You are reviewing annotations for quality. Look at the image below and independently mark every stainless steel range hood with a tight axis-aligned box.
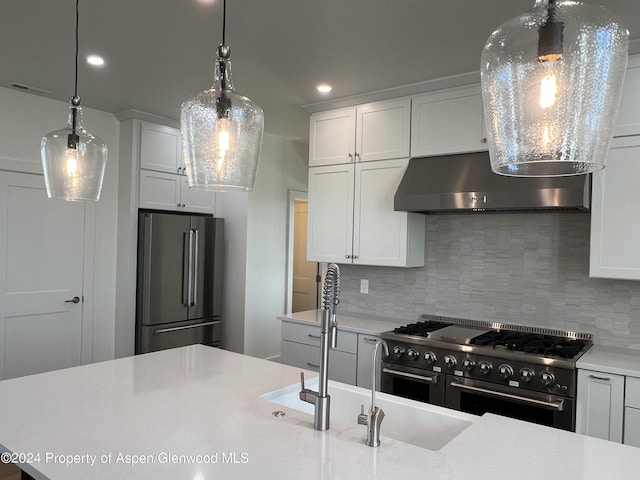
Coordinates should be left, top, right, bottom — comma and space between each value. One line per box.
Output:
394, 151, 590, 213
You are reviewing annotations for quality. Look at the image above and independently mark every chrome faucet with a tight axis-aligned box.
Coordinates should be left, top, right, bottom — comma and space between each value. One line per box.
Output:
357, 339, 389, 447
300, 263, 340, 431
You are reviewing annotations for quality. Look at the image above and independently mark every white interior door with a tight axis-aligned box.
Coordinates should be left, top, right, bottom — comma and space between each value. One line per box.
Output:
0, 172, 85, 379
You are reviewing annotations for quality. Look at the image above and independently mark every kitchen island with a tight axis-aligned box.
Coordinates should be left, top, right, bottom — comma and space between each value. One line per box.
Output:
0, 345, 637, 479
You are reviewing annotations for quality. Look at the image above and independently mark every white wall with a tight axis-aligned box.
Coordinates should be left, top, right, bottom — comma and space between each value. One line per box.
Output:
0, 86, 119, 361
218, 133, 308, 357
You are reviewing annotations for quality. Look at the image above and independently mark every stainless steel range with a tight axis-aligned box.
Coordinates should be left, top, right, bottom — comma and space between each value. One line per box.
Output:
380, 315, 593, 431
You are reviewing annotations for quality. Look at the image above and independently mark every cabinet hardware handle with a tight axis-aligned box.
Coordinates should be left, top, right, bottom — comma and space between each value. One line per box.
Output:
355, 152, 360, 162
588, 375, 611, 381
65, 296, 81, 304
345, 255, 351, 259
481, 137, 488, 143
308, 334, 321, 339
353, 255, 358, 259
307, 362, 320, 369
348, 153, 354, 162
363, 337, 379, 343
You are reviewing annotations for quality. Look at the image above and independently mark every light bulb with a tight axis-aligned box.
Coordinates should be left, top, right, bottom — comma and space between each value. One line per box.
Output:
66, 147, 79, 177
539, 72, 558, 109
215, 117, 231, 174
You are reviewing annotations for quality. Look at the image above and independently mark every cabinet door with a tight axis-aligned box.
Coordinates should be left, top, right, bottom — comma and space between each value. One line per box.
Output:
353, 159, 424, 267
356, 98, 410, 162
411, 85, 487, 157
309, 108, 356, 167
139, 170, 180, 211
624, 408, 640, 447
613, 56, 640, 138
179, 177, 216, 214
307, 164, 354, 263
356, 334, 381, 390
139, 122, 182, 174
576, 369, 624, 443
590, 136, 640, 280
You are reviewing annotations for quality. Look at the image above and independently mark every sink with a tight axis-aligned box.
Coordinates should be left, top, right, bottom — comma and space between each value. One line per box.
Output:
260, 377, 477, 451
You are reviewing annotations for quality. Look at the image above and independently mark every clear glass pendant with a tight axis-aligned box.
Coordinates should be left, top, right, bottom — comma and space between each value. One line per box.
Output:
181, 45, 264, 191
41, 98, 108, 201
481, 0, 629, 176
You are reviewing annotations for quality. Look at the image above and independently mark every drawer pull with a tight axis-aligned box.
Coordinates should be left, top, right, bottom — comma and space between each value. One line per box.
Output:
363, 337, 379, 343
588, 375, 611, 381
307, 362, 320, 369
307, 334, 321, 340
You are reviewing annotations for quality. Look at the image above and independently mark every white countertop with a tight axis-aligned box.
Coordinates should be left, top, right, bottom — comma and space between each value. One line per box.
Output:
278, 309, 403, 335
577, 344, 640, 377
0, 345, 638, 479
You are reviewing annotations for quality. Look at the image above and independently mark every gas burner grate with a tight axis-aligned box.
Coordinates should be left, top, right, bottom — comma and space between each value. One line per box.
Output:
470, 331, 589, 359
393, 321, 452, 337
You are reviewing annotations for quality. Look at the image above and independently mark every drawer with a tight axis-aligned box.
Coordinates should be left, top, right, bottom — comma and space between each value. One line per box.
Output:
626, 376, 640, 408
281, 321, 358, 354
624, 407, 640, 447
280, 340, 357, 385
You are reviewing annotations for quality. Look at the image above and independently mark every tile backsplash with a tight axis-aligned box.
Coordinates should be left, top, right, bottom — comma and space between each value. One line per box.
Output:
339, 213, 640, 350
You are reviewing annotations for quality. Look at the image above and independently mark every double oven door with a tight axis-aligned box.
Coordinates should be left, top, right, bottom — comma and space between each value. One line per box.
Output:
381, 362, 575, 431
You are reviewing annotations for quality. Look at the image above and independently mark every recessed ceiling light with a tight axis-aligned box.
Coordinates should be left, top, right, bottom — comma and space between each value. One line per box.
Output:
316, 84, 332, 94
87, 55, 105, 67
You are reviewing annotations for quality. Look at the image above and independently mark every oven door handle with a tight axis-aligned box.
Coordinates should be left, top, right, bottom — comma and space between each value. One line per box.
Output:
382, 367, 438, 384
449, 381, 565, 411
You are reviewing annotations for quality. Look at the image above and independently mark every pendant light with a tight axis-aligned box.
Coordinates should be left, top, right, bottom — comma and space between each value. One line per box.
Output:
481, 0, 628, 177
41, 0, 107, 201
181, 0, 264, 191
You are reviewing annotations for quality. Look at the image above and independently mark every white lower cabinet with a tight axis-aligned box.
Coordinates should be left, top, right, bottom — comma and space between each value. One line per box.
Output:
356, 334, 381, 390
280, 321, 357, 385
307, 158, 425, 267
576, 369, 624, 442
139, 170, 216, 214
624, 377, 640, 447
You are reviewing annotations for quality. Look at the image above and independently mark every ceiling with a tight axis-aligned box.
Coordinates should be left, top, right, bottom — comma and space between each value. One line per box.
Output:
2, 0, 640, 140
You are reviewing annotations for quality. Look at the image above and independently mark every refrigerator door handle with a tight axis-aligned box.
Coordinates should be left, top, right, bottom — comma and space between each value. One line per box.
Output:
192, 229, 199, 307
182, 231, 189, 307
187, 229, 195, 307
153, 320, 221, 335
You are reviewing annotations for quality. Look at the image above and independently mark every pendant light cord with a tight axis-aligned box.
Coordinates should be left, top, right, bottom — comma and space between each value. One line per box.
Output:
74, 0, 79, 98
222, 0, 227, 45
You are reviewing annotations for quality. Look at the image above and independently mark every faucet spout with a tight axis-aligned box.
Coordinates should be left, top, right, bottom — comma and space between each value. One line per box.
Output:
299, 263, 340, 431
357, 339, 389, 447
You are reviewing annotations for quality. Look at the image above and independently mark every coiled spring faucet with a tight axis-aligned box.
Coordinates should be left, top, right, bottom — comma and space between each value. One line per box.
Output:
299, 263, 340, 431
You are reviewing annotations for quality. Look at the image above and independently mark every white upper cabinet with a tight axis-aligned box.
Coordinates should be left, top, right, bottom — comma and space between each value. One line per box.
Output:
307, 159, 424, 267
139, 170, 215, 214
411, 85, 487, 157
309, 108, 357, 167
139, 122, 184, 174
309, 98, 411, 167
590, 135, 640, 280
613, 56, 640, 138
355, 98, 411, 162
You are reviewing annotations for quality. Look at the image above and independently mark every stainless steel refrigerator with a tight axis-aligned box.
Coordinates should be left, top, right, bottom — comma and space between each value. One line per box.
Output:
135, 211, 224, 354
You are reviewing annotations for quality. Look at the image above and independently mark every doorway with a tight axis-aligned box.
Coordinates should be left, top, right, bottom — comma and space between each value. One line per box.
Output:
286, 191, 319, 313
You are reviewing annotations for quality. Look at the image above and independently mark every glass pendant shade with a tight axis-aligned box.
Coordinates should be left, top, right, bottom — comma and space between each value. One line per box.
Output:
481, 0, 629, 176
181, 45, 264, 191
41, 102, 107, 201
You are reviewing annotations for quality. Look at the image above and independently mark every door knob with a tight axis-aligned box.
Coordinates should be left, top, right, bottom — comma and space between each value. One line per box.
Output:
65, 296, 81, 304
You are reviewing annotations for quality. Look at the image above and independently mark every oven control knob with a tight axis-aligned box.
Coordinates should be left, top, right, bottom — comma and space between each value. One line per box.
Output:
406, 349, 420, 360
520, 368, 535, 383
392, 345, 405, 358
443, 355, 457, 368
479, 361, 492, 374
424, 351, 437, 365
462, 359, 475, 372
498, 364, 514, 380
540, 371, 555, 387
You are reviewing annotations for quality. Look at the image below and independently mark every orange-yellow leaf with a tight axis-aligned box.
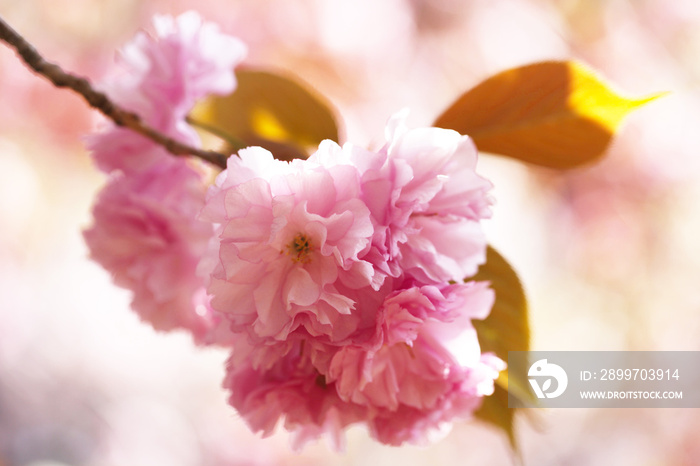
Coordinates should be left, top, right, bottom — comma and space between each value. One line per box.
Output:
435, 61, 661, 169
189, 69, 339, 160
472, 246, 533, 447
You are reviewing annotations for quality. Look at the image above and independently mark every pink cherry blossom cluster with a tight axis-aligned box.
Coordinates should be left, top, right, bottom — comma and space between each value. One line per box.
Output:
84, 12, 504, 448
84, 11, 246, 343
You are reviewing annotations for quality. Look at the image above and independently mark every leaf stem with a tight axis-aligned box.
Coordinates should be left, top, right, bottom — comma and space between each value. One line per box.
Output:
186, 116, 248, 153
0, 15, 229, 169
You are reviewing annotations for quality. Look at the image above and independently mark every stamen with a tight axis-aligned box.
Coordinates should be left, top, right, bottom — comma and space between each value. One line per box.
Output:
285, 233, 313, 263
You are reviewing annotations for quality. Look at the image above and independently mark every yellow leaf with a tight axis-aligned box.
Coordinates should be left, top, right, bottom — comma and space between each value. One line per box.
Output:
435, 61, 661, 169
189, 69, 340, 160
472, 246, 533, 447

Aim of the task: The word to find is "faucet". Copy every line of the data that holds it.

Exercise output:
You are reviewing annotations for quality. Look at the image above and independently mark every chrome faucet with a tight axis-aligned box.
You are reviewing annotations for quality. Look at the image above and independently mark every faucet spout with a tight axis-aligned box.
You are reviewing annotations for quality. Look at the image above and independently mark every coiled spring faucet with a tight axis-aligned box.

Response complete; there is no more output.